Task statement »
Extract every line in the entries below that contains the word "basket", and copy each one as it appears.
-*-*-
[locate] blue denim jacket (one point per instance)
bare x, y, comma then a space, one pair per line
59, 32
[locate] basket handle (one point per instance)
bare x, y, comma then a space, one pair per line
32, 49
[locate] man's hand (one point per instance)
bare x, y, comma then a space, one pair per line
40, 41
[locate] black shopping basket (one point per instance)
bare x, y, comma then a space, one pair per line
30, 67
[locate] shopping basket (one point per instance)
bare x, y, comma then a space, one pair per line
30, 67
-*-*-
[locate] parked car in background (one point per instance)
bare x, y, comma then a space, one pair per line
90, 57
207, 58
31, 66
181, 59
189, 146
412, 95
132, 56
-*-*-
The completed task »
[locate] basket handle (one point per instance)
[locate] black shopping basket (one point per instance)
[locate] shopping basket (one point per instance)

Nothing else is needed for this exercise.